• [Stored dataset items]
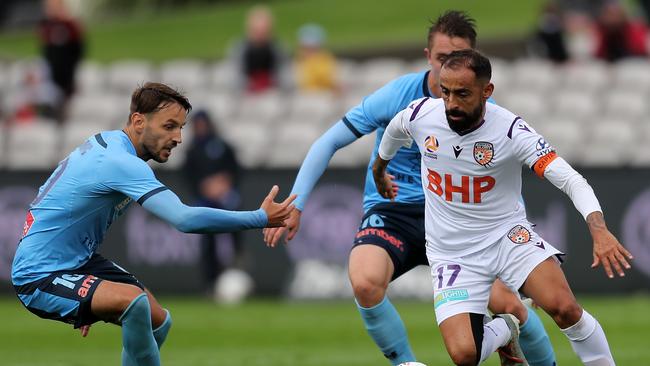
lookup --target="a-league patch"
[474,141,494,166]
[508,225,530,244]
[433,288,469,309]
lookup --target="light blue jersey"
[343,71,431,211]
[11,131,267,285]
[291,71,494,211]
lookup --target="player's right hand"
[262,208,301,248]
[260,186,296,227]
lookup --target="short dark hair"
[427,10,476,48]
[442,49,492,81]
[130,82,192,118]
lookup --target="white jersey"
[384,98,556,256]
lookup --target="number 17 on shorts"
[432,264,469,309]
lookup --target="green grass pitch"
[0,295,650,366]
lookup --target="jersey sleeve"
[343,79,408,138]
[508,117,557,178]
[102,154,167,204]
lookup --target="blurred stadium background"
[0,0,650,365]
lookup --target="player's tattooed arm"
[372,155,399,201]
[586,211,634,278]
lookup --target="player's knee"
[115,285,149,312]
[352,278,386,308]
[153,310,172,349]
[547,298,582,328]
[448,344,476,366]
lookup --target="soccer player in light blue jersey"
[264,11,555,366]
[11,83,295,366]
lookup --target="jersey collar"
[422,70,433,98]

• [INSTRUCTION] Update the whole listing so that every "jersey" becomes "shirt", keeping everything else unchanged. Leave the pictures out of your answer.

• [THE ANSWER]
lookup --target="a-league patch"
[474,141,494,166]
[508,225,530,244]
[433,288,469,309]
lookup --target="light blue shirt"
[343,71,431,211]
[11,131,267,285]
[291,71,494,211]
lookup --target="player's right hand"
[262,208,301,248]
[260,186,296,227]
lookup --target="short dark hair"
[427,10,476,48]
[442,49,492,81]
[130,82,192,118]
lookup --target="white shirt"
[384,98,556,256]
lookup --target="number 17 on shorts"
[432,264,469,309]
lookup --target="green grass pitch"
[0,295,650,366]
lookup --target="shirt sleeve"
[343,79,408,138]
[508,117,557,178]
[102,154,167,204]
lookup --target="blurred stadium background"
[0,0,650,365]
lookup --target="player's tattooed arm"
[372,155,399,201]
[586,211,634,278]
lookup --target="player's knee"
[115,285,149,312]
[352,278,386,308]
[153,310,172,349]
[547,298,582,328]
[448,344,476,366]
lookup --target="soccer player in light blue shirt"
[264,11,555,366]
[11,83,295,366]
lookup --target="shirt collar"
[422,70,433,98]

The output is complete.